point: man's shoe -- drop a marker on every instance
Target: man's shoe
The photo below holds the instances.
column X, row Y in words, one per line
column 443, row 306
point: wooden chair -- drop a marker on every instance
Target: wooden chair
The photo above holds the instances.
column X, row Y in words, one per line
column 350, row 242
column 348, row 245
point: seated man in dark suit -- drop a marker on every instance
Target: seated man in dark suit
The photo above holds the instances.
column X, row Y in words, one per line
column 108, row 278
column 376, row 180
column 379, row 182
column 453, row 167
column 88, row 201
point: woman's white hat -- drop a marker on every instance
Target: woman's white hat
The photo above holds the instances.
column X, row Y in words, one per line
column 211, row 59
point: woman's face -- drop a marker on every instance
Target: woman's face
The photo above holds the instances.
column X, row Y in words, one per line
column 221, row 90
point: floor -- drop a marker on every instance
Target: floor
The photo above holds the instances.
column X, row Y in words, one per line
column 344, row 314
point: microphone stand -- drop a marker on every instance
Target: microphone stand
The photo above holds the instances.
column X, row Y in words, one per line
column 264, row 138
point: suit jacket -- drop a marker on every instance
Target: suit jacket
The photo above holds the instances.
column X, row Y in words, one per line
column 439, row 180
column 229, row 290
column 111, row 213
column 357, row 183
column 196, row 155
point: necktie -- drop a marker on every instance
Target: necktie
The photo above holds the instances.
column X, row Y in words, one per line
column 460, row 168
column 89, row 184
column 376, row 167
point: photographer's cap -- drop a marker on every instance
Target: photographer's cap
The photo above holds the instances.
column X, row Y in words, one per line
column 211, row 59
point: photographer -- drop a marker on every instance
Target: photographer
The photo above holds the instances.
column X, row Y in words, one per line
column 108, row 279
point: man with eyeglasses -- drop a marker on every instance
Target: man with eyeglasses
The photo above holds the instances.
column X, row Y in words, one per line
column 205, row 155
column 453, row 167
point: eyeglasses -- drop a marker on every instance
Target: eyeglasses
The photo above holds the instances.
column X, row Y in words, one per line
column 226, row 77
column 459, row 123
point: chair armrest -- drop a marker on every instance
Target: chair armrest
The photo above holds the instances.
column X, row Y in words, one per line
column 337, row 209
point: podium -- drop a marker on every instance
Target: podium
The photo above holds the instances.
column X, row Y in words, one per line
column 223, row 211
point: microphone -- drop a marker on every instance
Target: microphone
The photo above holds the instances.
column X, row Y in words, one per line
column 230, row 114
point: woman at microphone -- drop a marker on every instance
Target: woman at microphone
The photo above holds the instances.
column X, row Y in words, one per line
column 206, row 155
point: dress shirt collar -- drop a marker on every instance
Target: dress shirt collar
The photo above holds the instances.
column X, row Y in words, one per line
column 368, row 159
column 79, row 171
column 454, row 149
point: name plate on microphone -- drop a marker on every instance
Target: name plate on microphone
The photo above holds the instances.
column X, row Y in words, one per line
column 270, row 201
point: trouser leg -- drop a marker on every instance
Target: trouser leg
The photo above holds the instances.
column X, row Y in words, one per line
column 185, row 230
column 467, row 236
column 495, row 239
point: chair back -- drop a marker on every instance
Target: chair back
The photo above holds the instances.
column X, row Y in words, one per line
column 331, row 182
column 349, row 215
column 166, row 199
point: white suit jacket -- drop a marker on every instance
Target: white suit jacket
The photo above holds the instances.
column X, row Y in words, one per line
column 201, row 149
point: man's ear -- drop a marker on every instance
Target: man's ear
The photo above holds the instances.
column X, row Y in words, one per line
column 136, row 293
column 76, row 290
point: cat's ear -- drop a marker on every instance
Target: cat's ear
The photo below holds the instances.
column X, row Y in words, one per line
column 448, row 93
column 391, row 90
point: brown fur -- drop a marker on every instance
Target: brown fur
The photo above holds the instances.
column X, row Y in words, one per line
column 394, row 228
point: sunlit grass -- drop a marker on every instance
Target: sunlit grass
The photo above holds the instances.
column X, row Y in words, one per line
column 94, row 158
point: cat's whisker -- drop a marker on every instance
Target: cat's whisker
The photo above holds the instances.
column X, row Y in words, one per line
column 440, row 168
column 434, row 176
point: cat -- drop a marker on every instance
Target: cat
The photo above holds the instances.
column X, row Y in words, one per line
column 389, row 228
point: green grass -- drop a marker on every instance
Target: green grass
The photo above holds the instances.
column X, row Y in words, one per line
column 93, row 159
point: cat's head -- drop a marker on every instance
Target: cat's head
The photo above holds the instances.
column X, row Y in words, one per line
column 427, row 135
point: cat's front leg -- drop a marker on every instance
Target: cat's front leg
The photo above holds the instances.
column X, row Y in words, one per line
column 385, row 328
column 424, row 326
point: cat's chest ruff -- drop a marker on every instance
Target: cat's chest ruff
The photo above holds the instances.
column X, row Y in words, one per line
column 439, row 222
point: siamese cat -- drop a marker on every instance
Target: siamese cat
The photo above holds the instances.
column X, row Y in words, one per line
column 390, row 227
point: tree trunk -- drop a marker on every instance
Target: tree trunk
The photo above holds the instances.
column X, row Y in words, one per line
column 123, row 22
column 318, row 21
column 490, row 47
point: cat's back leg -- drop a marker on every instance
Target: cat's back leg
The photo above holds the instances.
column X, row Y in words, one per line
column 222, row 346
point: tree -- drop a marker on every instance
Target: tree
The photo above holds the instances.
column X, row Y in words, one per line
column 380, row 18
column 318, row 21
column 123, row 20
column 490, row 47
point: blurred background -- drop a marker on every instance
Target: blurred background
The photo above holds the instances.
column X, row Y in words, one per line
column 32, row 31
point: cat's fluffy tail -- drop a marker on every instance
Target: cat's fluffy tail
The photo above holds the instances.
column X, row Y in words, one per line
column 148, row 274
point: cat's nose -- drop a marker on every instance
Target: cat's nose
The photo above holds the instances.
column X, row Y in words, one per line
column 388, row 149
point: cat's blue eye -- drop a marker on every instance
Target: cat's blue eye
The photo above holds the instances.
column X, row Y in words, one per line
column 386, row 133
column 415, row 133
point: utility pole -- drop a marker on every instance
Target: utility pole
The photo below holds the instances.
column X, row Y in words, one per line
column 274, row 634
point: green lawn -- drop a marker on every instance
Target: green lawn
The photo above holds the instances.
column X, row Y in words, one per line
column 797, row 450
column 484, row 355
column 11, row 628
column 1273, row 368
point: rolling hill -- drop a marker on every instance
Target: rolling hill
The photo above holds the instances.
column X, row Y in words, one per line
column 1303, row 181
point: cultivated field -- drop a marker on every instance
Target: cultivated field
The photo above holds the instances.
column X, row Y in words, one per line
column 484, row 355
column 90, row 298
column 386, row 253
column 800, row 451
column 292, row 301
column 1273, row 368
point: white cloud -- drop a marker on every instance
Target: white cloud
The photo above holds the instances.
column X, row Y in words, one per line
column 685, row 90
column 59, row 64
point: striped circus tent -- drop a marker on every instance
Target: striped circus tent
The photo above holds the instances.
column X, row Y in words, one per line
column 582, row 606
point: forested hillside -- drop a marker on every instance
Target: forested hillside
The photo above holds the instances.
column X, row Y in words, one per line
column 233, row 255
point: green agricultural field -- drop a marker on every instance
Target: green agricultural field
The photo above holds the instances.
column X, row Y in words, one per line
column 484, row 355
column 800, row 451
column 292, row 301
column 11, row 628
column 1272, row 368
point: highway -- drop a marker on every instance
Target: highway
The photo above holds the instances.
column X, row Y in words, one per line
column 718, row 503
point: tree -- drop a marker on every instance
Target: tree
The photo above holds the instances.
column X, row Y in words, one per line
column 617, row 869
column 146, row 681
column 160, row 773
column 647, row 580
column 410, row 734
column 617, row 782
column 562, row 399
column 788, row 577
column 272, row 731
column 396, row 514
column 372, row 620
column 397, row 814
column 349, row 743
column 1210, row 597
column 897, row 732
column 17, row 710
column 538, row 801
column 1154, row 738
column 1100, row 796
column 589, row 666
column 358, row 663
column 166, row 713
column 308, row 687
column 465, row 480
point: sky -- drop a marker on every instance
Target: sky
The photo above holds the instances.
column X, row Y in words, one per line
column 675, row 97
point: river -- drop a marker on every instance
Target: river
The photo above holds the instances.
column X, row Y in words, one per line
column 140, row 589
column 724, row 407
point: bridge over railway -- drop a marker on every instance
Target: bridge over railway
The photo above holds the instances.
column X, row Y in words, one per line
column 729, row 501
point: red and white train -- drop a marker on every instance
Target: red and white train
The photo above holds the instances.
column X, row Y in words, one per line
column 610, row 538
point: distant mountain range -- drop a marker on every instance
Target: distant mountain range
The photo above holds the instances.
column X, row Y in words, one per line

- _Gegebene Aufgabe_:
Kopiere die Zeilen oben wortgetreu, beginnend mit der Zeile mit „point: forested hillside“ und weiter bis einschließlich der Zeile mit „column 1272, row 368“.

- _Vollständige Antwort_:
point: forested hillside -- drop a marker on every instance
Target: forested hillside
The photo above holds the instances.
column X, row Y in words, one per line
column 233, row 255
point: green agricultural field -- drop a marker on every instance
Target: green agricultural field
The photo above holds the instances.
column X, row Y in words, one per line
column 484, row 355
column 800, row 451
column 292, row 301
column 11, row 628
column 1272, row 368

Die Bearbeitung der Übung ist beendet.